WORK TO BE COMPLETED: Quote, without change, all of the lines that follow.

Collected data entries:
══════
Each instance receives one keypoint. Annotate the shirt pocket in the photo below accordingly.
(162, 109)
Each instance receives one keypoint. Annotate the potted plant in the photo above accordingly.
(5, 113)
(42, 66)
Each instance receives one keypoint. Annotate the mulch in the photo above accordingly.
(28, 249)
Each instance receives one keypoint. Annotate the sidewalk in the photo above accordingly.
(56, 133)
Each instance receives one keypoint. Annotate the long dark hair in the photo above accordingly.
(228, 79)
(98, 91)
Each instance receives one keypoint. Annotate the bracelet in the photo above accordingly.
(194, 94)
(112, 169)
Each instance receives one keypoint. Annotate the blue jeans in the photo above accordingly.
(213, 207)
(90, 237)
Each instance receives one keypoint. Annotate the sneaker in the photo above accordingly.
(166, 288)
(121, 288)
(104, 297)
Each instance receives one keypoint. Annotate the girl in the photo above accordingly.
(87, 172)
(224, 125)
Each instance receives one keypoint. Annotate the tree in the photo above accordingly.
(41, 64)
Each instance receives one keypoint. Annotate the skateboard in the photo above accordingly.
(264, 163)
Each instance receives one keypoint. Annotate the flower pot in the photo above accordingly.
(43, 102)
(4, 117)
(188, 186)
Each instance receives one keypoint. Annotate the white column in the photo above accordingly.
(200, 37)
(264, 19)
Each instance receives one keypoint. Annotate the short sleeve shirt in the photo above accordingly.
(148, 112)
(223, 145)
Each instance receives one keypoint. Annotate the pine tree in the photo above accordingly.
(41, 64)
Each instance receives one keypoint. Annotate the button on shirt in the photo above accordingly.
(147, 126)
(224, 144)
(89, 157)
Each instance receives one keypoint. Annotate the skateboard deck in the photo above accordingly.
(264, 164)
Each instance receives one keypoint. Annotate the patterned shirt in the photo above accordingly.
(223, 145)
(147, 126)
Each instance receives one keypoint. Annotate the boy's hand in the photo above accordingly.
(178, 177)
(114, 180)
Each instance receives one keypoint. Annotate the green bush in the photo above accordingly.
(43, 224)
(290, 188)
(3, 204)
══════
RESPONSE:
Each instance receives one keypoint. Annotate the shirt pocket in the photo below accordingly.
(162, 109)
Each instance receives one keypoint. Annotate the potted plant in the photo above accordingly.
(5, 113)
(42, 66)
Each instance receives one keypoint. Annotate the mulch in the photo above accordingly.
(28, 249)
Each instance receives one keypoint. Annotate the sidewalk in the photo above accordingly.
(56, 133)
Each instance receives one keypoint. Annotate the long dark hair in the photo above accordingly.
(228, 79)
(98, 91)
Each instance receives one keypoint. Annotate the bracelet in the photo above accordingly.
(194, 94)
(112, 169)
Each instance receives one keypoint. Annotate the blue jeans in the photo above accordingly.
(213, 207)
(90, 237)
Each instance receives one keypoint. Annotate the sneaker in the photo above accordingly.
(166, 288)
(121, 288)
(104, 297)
Each instance receives one keypoint. Annotate the girl in the photo above accordingly.
(87, 172)
(224, 125)
Each instance receives one keypoint. Annotate the tree in the photo above accordingly.
(41, 64)
Each instance receives one keypoint. Annotate the skateboard in the photo above accordingly.
(264, 163)
Each instance receives one keypoint. Annotate the flower pot in the photo above accordingly.
(43, 102)
(4, 117)
(188, 186)
Each instance receives one keypoint. Annotate the white column in the photo above accordingly.
(200, 37)
(264, 19)
Each instance receives one keypoint. Annotate the short sleeve shirt in the photo above accordingly.
(148, 112)
(223, 145)
Each instance receives one keypoint. Annotate the pine tree in the photo above accordingly.
(41, 64)
Each instance receives one keypoint. Annotate the button on shirt in the photo above accordingly.
(147, 126)
(224, 144)
(89, 157)
Each instance receives one keypoint. Annotate the skateboard deck in the photo above accordingly.
(264, 164)
Each instance receives one keypoint. Annotate the patterned shirt in the photo above accordingly.
(223, 145)
(147, 126)
Each instance receives one keypoint. Annotate the boy's hand in the photo above accordingly.
(178, 177)
(114, 180)
Each instance receives one keypoint. Annotate the green bush in the photo above accordingly.
(43, 224)
(290, 188)
(3, 204)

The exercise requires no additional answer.